◆ Direction
Would you output the whole listing below, exactly as it reads?

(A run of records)

━━━━

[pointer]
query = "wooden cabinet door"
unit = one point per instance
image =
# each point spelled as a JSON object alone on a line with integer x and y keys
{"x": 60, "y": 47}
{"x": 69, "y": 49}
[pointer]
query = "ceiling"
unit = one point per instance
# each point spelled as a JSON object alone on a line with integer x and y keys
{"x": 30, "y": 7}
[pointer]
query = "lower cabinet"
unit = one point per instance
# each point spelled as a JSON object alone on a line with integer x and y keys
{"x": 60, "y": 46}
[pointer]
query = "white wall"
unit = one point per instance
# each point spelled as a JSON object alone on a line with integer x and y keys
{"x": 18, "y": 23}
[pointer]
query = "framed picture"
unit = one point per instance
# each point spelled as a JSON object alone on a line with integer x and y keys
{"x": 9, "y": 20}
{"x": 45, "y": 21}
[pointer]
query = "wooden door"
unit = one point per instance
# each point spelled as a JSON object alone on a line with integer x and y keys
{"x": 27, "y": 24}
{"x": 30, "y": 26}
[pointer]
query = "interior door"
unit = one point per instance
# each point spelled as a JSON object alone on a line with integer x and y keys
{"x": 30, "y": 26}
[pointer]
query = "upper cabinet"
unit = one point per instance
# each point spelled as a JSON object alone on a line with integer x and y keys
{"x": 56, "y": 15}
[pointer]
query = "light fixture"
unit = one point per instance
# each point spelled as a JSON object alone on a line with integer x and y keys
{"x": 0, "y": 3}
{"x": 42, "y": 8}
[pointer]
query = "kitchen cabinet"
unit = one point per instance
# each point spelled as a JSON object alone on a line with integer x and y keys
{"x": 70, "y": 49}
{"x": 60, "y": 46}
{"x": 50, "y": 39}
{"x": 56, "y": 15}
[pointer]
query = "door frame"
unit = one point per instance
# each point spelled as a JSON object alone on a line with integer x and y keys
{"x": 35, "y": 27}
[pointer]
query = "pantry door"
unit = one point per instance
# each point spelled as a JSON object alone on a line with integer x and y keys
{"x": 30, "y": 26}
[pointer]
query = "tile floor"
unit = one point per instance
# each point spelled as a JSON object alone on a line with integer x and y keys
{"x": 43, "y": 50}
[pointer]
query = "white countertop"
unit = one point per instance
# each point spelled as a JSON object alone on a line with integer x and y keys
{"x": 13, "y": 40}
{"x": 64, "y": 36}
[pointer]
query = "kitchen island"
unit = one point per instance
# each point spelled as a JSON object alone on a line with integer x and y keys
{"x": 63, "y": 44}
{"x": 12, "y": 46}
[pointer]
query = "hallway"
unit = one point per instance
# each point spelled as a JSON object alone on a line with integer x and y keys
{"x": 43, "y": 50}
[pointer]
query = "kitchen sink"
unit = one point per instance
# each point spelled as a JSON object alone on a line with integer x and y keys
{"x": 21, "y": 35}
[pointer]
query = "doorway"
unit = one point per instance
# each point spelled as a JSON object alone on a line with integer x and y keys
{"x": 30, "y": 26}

━━━━

◆ Solution for this problem
[pointer]
query = "wooden cabinet door"
unit = one point per instance
image =
# each point spelled as a JSON object alone on a line with integer x and y keys
{"x": 60, "y": 47}
{"x": 69, "y": 49}
[pointer]
query = "ceiling"
unit = one point per instance
# each point spelled as a JSON object alone on a line with integer x and y keys
{"x": 30, "y": 7}
[pointer]
query = "lower cabinet"
unit = one point per instance
# each point spelled as a JSON object alone on a line with integer x and y keys
{"x": 60, "y": 46}
[pointer]
query = "white wall"
unit = one point per instance
# each point spelled as a JSON object alone on a line with integer x and y keys
{"x": 18, "y": 23}
[pointer]
query = "framed picture"
unit = one point per instance
# each point spelled as a JSON object alone on a line with integer x and y keys
{"x": 9, "y": 20}
{"x": 45, "y": 21}
[pointer]
query = "wooden door"
unit = one point per instance
# each point spelled as a JSON object alone on a line with integer x and y keys
{"x": 27, "y": 24}
{"x": 30, "y": 26}
[pointer]
query = "interior door"
unit = one point per instance
# each point spelled as a JSON object alone on a line with integer x and y keys
{"x": 30, "y": 26}
[pointer]
query = "upper cabinet"
unit = one point per instance
# each point spelled as a JSON object alone on a line with integer x and y keys
{"x": 56, "y": 15}
[pointer]
query = "light fixture"
unit = one point per instance
# each point spelled as a JSON object alone on a line with integer x and y keys
{"x": 0, "y": 3}
{"x": 42, "y": 8}
[pointer]
query = "kitchen cabinet"
unit = one point per instance
# each point spelled as a JSON object alone on a line with integer x and y keys
{"x": 70, "y": 49}
{"x": 60, "y": 46}
{"x": 50, "y": 39}
{"x": 56, "y": 15}
[pointer]
query = "door frame"
unit = one point per instance
# each point spelled as a JSON object alone on a line with integer x and y keys
{"x": 35, "y": 27}
[pointer]
query = "pantry door"
unit = one point per instance
# each point spelled as a JSON object alone on a line with integer x and y keys
{"x": 30, "y": 26}
[pointer]
query = "tile floor"
unit = one point per instance
# each point spelled as a JSON object alone on a line with integer x and y keys
{"x": 43, "y": 50}
[pointer]
query = "white countertop"
unit = one point per instance
# each point spelled as a JSON object alone on a line with integer x and y keys
{"x": 13, "y": 40}
{"x": 64, "y": 36}
[pointer]
query = "kitchen island"
unit = one point per instance
# each point spelled as a JSON object alone on a line with integer x and y keys
{"x": 63, "y": 44}
{"x": 12, "y": 46}
[pointer]
query = "hallway"
unit = one point per instance
# each point spelled as a JSON object alone on a line with integer x and y keys
{"x": 43, "y": 50}
[pointer]
query = "kitchen sink"
unit = one point per instance
# each point spelled as a JSON object alone on a line with integer x and y keys
{"x": 21, "y": 35}
[pointer]
query = "doorway"
unit = one point per instance
# each point spelled as a JSON object alone on a line with integer x and y keys
{"x": 30, "y": 26}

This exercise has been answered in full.